#### EXERCISE TASK
Arrange the rows below as a JSON list of strings, one string per row with blank rows left out, taking only those from the row containing "the white table" up to and including the row containing "point(303, 256)".

## BEGIN

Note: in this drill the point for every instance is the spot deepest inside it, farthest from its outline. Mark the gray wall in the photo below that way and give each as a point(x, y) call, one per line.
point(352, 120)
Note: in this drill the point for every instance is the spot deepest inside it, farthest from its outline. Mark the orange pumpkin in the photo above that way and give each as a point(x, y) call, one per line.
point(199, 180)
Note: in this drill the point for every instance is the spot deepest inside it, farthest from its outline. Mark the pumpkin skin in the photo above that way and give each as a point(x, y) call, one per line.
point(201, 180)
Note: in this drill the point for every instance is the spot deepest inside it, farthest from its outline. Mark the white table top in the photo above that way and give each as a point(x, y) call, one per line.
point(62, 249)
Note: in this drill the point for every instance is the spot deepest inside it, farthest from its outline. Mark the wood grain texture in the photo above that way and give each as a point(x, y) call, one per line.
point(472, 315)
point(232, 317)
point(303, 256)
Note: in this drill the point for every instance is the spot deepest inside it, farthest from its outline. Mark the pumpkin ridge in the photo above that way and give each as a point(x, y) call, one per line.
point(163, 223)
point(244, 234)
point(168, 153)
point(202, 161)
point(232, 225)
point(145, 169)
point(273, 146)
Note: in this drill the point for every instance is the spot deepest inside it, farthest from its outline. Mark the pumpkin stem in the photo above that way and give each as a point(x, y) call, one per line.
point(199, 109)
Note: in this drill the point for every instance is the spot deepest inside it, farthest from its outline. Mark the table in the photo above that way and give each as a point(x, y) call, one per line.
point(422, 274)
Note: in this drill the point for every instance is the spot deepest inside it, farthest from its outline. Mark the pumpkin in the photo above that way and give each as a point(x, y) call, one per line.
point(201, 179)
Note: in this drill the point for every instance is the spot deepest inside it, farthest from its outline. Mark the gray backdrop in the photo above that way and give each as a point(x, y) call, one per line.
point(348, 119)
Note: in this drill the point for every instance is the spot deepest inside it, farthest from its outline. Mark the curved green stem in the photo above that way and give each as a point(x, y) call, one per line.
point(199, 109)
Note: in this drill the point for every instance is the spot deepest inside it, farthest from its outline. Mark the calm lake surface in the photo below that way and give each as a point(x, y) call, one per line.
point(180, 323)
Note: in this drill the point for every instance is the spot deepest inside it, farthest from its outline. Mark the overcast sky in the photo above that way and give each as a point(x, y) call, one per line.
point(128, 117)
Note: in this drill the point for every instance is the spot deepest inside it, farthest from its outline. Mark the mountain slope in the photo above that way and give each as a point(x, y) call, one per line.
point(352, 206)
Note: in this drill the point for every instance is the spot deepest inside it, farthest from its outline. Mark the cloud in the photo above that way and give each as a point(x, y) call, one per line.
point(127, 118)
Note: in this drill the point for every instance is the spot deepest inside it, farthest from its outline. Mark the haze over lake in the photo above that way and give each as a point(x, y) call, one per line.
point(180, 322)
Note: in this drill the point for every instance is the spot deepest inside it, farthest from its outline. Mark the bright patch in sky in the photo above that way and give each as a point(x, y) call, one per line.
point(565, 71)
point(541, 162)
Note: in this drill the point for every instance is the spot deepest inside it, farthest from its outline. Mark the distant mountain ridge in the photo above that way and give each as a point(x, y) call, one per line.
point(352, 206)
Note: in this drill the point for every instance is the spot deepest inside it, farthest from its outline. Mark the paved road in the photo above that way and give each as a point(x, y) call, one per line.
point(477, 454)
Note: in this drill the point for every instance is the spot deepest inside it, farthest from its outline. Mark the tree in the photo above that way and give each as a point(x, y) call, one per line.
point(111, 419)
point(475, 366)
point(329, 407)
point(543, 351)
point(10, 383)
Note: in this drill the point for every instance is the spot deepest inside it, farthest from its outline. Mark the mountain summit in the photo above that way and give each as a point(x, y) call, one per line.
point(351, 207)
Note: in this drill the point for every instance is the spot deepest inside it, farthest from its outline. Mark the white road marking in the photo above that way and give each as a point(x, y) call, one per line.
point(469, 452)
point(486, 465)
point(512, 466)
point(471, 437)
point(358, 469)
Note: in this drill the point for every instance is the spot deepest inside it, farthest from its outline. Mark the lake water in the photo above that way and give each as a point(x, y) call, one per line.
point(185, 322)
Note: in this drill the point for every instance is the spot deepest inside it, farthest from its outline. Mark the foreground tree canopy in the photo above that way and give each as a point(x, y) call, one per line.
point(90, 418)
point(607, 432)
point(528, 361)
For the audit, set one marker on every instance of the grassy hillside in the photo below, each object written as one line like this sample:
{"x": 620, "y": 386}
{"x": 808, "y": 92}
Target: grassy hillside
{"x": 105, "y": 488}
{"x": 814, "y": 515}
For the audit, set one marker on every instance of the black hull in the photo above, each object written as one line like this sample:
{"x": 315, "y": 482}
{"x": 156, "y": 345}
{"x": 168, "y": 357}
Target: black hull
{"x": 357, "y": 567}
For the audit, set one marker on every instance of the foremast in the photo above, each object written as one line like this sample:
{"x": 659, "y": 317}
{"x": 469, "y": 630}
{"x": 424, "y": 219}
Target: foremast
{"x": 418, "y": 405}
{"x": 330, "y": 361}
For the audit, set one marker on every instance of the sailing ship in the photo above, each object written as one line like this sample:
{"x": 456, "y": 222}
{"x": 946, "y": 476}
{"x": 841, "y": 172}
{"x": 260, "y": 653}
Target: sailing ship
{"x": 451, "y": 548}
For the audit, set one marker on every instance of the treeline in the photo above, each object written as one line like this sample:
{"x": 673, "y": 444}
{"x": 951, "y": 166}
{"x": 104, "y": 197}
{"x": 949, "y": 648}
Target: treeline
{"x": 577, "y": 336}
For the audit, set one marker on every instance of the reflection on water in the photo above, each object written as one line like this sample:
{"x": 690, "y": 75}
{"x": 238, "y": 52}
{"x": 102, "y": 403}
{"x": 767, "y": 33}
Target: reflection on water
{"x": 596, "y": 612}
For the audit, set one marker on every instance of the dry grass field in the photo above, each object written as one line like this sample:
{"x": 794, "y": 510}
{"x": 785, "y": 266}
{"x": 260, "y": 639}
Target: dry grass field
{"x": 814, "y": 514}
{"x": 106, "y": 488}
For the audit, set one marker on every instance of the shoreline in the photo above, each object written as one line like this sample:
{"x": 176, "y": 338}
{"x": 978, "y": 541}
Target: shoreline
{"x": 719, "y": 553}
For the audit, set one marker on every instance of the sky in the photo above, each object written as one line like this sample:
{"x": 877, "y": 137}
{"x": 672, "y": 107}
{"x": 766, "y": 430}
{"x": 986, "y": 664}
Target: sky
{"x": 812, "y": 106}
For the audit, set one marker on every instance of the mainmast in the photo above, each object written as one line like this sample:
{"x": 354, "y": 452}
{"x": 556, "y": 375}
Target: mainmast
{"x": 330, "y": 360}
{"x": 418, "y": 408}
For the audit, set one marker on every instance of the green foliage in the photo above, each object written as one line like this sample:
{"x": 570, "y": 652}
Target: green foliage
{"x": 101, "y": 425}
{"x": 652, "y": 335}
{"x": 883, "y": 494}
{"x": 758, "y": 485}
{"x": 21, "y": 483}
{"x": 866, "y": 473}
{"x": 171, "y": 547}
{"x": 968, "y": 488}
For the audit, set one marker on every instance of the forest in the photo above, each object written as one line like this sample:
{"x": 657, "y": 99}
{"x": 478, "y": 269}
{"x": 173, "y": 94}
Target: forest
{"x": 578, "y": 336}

## END

#### RESPONSE TO THE EXERCISE
[
  "Note: in this drill the point for every instance is the spot deepest inside it, farthest from its outline. Mark the white table top in the photo above that way and give each as a point(x, y) call, one per line.",
  "point(62, 249)",
  "Note: in this drill the point for every instance is the spot deepest inside it, farthest from its outline. Mark the wood grain texture in the photo above that way and give each as a point(x, y) call, one per line.",
  "point(472, 315)",
  "point(232, 317)",
  "point(303, 256)"
]